Records of labeled points
______
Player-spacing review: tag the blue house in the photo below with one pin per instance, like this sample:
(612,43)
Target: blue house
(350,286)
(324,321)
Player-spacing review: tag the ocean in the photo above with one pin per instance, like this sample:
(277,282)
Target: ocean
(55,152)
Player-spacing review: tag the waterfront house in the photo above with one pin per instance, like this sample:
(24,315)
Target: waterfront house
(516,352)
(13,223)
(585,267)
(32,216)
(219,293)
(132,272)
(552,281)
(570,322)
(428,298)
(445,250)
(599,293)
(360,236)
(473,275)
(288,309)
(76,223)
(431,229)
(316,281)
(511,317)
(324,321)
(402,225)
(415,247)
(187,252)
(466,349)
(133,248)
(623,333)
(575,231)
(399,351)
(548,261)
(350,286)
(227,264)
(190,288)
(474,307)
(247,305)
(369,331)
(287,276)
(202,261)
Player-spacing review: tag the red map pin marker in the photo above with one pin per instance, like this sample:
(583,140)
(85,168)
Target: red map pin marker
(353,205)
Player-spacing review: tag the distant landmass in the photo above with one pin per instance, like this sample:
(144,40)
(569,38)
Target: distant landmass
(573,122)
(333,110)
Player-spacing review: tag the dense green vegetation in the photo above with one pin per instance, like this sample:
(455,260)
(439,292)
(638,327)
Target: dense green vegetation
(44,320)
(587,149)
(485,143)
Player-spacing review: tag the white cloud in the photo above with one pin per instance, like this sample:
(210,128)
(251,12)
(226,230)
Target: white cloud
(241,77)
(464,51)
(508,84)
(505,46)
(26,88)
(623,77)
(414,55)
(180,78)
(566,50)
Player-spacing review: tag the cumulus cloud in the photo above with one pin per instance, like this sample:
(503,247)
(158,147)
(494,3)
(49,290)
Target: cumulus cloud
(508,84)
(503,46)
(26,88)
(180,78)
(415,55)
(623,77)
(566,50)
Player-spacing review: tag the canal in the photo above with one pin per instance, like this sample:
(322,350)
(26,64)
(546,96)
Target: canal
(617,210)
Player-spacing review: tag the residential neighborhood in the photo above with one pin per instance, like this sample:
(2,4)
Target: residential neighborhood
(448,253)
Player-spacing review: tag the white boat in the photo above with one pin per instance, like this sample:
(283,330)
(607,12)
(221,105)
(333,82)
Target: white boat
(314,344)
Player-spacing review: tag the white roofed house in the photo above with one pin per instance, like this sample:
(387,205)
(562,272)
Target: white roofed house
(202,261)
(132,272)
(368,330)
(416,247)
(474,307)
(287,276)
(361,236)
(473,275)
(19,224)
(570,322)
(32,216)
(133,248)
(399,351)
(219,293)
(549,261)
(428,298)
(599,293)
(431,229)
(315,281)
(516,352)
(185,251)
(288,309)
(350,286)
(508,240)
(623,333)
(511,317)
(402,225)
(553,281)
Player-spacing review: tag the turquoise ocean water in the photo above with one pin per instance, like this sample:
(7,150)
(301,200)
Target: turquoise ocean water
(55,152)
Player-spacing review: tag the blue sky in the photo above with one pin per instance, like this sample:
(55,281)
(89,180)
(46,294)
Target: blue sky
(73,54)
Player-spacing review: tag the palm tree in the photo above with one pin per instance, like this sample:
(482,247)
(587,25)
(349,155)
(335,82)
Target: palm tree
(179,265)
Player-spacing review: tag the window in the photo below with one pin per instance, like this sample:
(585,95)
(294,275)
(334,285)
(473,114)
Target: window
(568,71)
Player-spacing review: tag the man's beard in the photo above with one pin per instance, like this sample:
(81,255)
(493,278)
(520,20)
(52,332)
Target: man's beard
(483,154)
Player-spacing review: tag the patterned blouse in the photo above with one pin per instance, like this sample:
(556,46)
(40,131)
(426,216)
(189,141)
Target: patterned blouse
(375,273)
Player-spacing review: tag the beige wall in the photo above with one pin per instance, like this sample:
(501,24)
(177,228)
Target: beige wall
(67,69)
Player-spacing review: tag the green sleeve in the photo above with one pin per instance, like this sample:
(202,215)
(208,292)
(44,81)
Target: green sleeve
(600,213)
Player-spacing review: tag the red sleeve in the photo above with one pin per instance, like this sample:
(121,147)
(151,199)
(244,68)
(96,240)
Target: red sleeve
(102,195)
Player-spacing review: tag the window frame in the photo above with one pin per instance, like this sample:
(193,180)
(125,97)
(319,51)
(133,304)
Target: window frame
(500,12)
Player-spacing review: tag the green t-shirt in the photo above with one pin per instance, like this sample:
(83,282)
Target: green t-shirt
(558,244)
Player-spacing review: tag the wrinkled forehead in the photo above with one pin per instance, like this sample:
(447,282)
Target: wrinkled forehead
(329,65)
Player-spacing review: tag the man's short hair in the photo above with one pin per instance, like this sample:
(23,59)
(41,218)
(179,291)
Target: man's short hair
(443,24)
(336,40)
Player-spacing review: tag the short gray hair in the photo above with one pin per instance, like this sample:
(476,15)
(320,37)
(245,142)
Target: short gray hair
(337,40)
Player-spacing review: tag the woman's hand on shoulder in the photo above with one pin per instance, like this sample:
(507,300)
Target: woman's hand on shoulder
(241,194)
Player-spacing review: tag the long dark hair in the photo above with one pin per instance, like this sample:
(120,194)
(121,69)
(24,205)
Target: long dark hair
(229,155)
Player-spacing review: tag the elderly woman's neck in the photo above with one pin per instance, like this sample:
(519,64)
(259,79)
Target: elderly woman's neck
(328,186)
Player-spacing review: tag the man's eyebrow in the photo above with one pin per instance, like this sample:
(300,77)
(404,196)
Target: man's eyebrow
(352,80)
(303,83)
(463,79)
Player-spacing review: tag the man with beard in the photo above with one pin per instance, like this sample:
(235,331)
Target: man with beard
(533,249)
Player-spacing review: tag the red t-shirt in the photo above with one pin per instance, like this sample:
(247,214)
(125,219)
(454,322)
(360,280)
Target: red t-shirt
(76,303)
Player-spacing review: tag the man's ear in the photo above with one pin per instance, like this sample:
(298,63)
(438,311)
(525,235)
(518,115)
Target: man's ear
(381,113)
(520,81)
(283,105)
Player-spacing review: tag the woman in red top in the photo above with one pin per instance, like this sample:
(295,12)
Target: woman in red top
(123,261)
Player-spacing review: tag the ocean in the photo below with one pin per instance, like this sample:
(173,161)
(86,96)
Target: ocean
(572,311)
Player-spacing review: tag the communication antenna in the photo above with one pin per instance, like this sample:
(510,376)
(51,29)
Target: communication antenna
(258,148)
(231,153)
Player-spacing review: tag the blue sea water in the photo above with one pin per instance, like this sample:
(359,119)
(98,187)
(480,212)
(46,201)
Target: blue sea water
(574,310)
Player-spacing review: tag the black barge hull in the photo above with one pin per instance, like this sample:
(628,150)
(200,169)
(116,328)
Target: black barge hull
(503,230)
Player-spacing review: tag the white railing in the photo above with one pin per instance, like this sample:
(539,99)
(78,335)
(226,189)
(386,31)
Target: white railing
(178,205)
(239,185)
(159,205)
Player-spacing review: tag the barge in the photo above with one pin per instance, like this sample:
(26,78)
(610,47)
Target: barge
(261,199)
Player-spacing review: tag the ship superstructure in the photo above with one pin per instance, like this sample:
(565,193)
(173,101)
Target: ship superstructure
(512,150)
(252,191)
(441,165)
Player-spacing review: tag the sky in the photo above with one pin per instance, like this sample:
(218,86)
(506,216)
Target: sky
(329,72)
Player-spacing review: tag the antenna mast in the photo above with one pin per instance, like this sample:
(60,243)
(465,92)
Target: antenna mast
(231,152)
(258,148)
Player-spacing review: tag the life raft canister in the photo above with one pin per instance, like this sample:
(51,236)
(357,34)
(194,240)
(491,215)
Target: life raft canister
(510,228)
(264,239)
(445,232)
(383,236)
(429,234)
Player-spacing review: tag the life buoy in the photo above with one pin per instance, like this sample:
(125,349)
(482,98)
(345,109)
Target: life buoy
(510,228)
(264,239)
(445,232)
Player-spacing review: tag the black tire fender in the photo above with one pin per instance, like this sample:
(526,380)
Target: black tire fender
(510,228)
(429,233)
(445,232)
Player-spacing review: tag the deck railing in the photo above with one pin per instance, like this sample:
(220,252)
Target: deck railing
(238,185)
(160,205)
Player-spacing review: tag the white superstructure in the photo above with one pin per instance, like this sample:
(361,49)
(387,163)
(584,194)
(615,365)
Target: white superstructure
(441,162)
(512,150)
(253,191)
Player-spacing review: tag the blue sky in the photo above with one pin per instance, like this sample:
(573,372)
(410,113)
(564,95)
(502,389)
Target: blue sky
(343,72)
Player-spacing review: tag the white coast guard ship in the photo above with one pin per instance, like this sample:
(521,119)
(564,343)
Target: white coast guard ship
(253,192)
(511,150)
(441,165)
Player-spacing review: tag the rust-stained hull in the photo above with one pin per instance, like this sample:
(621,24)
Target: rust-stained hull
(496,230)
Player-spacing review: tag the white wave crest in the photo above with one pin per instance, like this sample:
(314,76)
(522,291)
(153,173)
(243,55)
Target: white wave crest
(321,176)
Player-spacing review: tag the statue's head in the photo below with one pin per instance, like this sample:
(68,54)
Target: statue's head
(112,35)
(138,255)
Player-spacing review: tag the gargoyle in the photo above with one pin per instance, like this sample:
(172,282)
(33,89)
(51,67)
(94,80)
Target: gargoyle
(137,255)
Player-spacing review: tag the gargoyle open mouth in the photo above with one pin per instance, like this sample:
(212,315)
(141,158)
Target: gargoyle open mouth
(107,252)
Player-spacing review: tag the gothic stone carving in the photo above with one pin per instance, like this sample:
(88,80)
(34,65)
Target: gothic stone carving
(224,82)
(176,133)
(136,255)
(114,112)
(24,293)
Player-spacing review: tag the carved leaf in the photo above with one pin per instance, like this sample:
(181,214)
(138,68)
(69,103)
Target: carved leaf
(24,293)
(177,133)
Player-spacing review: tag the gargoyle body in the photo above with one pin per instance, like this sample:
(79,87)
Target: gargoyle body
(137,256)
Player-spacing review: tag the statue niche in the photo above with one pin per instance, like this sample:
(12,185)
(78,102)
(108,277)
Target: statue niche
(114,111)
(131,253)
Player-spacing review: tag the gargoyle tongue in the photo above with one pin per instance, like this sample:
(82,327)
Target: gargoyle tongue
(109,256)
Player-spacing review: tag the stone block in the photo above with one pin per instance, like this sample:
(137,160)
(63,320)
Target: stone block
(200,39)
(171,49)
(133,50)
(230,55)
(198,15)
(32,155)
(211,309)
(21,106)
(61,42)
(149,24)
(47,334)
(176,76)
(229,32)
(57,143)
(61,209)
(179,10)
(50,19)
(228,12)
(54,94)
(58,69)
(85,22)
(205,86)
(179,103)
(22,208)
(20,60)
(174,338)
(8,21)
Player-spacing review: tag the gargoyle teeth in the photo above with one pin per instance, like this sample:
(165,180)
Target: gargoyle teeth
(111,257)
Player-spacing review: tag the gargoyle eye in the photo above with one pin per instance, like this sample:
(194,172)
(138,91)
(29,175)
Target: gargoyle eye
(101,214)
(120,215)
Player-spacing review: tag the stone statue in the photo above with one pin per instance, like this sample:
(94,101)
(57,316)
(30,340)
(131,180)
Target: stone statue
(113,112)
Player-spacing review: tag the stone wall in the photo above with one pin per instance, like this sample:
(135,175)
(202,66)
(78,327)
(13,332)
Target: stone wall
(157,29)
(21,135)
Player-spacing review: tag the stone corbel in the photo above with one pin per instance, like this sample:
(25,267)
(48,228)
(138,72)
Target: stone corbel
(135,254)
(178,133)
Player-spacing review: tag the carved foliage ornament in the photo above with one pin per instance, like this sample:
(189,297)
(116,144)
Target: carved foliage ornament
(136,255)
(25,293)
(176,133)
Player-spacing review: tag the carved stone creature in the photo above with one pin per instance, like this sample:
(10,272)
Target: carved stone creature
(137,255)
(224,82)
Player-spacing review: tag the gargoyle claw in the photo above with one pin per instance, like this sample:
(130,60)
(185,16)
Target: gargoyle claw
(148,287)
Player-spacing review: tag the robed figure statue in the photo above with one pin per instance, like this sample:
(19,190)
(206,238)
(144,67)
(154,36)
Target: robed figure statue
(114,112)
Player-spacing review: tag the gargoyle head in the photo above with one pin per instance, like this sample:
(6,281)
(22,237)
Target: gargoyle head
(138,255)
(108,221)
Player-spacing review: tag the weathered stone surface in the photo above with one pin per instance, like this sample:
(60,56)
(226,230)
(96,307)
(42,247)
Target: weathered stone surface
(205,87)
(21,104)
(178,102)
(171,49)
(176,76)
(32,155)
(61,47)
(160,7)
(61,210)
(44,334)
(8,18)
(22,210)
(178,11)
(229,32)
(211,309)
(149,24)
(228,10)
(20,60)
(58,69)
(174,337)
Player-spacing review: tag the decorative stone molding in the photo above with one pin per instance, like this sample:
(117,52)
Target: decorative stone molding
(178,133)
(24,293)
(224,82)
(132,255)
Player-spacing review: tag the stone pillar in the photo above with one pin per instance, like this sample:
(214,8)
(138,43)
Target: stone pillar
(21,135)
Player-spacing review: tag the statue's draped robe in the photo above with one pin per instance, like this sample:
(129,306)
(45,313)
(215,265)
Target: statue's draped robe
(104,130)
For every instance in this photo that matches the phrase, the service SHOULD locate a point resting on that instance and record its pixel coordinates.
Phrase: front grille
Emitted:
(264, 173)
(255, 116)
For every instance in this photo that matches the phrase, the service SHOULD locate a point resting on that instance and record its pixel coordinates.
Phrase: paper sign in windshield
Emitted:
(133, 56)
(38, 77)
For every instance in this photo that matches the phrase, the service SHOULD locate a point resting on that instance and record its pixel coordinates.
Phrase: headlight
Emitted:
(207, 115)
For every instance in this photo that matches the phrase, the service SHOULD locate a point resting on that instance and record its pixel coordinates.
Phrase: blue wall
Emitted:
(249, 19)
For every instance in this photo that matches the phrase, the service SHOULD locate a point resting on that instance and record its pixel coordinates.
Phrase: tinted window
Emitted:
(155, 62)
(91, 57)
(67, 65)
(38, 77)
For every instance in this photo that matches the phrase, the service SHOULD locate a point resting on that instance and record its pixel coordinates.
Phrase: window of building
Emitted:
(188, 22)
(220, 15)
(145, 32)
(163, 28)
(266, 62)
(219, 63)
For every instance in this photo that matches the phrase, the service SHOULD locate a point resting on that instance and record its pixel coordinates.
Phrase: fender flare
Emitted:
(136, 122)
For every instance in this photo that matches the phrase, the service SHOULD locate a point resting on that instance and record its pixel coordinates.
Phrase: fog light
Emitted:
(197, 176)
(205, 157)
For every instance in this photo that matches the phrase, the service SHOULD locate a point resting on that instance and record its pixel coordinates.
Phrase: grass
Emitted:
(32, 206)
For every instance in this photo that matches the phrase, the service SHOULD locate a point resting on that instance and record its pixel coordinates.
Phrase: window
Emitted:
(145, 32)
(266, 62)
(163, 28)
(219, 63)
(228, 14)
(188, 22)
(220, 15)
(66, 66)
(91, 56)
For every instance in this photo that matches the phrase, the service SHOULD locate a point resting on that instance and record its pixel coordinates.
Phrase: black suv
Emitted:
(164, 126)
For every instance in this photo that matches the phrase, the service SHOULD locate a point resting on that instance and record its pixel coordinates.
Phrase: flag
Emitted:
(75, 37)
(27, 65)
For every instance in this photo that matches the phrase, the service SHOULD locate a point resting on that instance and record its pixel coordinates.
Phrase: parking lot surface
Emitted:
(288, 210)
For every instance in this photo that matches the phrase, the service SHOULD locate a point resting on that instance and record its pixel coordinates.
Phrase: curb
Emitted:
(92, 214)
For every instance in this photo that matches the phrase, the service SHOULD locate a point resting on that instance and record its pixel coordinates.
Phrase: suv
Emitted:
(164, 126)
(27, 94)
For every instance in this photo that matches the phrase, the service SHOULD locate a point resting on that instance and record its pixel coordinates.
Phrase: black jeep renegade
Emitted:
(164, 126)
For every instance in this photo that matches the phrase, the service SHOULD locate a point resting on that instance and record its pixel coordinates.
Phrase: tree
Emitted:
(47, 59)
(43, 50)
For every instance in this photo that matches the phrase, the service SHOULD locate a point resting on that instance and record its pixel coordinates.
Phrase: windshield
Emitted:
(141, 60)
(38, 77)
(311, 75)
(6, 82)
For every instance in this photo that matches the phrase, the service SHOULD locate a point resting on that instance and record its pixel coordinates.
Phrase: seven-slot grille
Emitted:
______
**Task requirements**.
Pull out each line above that includes the string "palm", and copy those lines unchanged.

**Solution to this task**.
Player-spacing review: tag the palm tree in the photo above with one pin per instance, like this sample:
Target: palm tree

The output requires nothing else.